Written task 1 => Duplicate the passage about the 1965 Pacific Tigers football team from "American college football" up to and including "in Stockton, California.".

- Conference: Independent
- Record: 1–8
- Head coach: Don Campora (2nd season);
- Home stadium: Pacific Memorial Stadium

= 1965 Pacific Tigers football team =

American college football season

The 1965 Pacific Tigers football team represented the University of the Pacific (UOP) as an independent during the 1965 NCAA College Division football season. Led by Don Campora in his second and final season as head coach, the Tigers compiled a record of 1–8 and were outscored by opponents 250 to 81. The team played home games at Pacific Memorial Stadium in Stockton, California.

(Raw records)
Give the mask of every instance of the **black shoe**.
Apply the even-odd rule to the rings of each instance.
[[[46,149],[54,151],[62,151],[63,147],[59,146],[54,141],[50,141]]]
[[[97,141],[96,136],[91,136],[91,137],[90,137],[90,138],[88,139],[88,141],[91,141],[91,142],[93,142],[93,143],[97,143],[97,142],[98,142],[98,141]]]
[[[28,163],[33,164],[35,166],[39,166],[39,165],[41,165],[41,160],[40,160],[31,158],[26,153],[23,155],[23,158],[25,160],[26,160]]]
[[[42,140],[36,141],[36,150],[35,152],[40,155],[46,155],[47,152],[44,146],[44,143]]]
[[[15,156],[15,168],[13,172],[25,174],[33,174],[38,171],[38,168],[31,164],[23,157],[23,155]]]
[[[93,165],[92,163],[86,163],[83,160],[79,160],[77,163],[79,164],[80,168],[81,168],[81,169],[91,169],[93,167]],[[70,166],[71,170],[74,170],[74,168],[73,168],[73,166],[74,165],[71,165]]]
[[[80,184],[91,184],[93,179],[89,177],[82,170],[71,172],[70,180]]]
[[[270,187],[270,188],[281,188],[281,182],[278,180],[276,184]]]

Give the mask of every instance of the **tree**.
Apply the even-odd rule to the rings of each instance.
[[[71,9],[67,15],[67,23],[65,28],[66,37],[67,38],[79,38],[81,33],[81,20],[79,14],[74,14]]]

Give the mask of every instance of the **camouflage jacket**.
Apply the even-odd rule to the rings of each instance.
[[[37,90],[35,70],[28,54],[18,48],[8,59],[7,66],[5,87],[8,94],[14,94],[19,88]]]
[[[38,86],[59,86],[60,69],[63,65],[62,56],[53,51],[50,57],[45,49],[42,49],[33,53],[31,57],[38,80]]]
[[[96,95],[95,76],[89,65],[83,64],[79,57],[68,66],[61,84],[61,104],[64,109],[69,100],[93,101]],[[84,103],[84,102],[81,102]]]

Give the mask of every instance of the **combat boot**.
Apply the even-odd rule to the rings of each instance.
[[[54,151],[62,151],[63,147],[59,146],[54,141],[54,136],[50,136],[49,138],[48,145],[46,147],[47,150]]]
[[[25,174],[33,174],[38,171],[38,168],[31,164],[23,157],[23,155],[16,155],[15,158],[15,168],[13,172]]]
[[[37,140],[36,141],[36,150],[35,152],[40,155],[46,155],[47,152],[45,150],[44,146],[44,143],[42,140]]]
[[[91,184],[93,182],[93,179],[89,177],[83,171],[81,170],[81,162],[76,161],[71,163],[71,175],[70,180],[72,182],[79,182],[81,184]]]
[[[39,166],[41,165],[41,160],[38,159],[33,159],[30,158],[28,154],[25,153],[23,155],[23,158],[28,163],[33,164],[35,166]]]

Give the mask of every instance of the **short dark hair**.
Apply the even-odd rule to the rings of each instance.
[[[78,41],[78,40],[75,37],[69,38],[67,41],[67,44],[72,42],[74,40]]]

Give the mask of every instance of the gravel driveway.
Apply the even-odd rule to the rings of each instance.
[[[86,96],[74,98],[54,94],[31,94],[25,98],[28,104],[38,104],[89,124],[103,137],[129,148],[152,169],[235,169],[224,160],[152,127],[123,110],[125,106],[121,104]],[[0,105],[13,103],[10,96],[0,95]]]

Written task 2 => Edit the raw records from the line containing "Give the mask of every instance of the **short" up to and including the final line of the records, changing "gravel" to "dirt" and leaving everything else unchanged. Give only those lines.

Written reply 1 =>
American college football season

The 1965 Pacific Tigers football team represented the University of the Pacific (UOP) as an independent during the 1965 NCAA College Division football season. Led by Don Campora in his second and final season as head coach, the Tigers compiled a record of 1–8 and were outscored by opponents 250 to 81. The team played home games at Pacific Memorial Stadium in Stockton, California.

Written reply 2 =>
Give the mask of every instance of the **short dark hair**.
Apply the even-odd rule to the rings of each instance.
[[[78,41],[78,40],[75,37],[69,38],[67,41],[67,44],[72,42],[74,40]]]

Give the mask of every instance of the dirt driveway.
Apply the even-odd rule to the rings of each instance.
[[[86,96],[74,98],[54,94],[31,94],[25,98],[28,104],[38,104],[89,124],[103,137],[129,148],[152,169],[235,169],[224,160],[152,127],[123,110],[125,106],[121,104]],[[0,105],[13,103],[10,96],[0,95]]]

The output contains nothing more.